- **Short exercise**
Reproduce, word for word, the stretch from "4. How the Hardwood" through "longer wearing urethane." in the hardwood finish passage.

- **Reading passage**
= = = =

3. Choose the Right Finish for Your Hardwood Installation

The next consideration is the actual finish. There are 3 types of hardwood finishes. lacquer, water-based urethane and oil or hard wax oil finished. “The majority of the market is lacquer or varathane hardwood,” says says Graham Linton, General Manager of Interior Care.

“The water-based urethane finishes have no VOCs (volatile organic compounds) so are low in odour. They also have a hardener component that cures. This means less downtime as it can be walked on after four hours,” says Linton.  “This allows average sized jobs to be complete and ready for use in one day.”

Interior Care is a member of Darwin Fisher’s trusted partner program. Interior Care offers a comprehensive client maintenance package. Established in 1964, the firm is owned and operated by the Linton family. Servicing all types of flooring finishes, including hardwood, this firm is now in its third generation. It is one of the largest privately-owned specialty flooring maintenance service businesses in Canada. Staff maintain over 700 corporate offices in Southern Ontario.

4. How the Hardwood Installation Finish Affects Maintenance

“Varathane hardwood can be maintained with specialty cleaning products or with a damp mopping – never over wet,” says Linton.  “Hardwood installs that have an oil finished product make scratches less visible and can be oiled out. With urethane or lacquer, it’s difficult to impossible to fix scratches without a refinish.”

Linton goes onto explain that if the scratches are deeper than the actual finish, isolating the repair is difficult. He recommends a refresh of the hardwood finish every 8-10 years depending on the wear and tear of the floor. This is a process called ‘buff and coat’  whereby a contractor surface screens (light sanding) the top layers of the hardwood and applies a new coat of finish which can be varathane or longer wearing urethane.

= = = =

- **Material supplied**
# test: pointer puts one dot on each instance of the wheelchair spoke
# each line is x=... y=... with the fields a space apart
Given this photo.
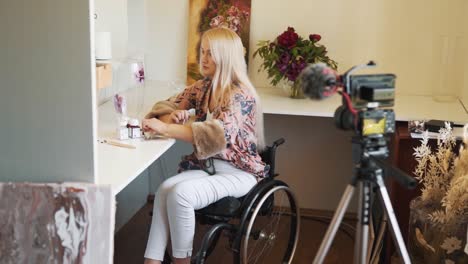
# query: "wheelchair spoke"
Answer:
x=270 y=229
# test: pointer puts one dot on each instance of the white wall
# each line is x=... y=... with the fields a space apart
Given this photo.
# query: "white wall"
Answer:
x=46 y=97
x=403 y=37
x=166 y=55
x=112 y=17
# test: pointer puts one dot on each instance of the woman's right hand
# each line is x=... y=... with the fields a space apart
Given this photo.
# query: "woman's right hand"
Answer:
x=179 y=116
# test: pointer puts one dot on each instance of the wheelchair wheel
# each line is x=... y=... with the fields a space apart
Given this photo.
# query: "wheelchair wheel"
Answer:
x=271 y=233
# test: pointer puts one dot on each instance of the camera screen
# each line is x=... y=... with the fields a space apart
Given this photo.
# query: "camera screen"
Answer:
x=372 y=126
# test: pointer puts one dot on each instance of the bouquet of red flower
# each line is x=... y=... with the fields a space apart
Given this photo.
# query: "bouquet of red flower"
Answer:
x=286 y=56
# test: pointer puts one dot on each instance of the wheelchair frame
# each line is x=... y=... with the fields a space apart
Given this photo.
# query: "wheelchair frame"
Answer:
x=246 y=208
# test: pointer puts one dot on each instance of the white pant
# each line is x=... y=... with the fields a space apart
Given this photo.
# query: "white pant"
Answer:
x=178 y=197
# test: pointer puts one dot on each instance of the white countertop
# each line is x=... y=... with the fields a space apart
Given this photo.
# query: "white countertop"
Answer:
x=119 y=166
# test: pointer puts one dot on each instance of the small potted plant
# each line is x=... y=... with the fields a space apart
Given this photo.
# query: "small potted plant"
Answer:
x=288 y=54
x=439 y=217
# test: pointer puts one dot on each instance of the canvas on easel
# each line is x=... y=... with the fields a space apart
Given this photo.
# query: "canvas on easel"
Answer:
x=56 y=223
x=206 y=14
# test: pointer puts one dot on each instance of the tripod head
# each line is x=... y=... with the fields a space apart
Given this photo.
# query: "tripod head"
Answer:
x=370 y=152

= = = =

- **Response**
4. How the Hardwood Installation Finish Affects Maintenance

“Varathane hardwood can be maintained with specialty cleaning products or with a damp mopping – never over wet,” says Linton.  “Hardwood installs that have an oil finished product make scratches less visible and can be oiled out. With urethane or lacquer, it’s difficult to impossible to fix scratches without a refinish.”

Linton goes onto explain that if the scratches are deeper than the actual finish, isolating the repair is difficult. He recommends a refresh of the hardwood finish every 8-10 years depending on the wear and tear of the floor. This is a process called ‘buff and coat’  whereby a contractor surface screens (light sanding) the top layers of the hardwood and applies a new coat of finish which can be varathane or longer wearing urethane.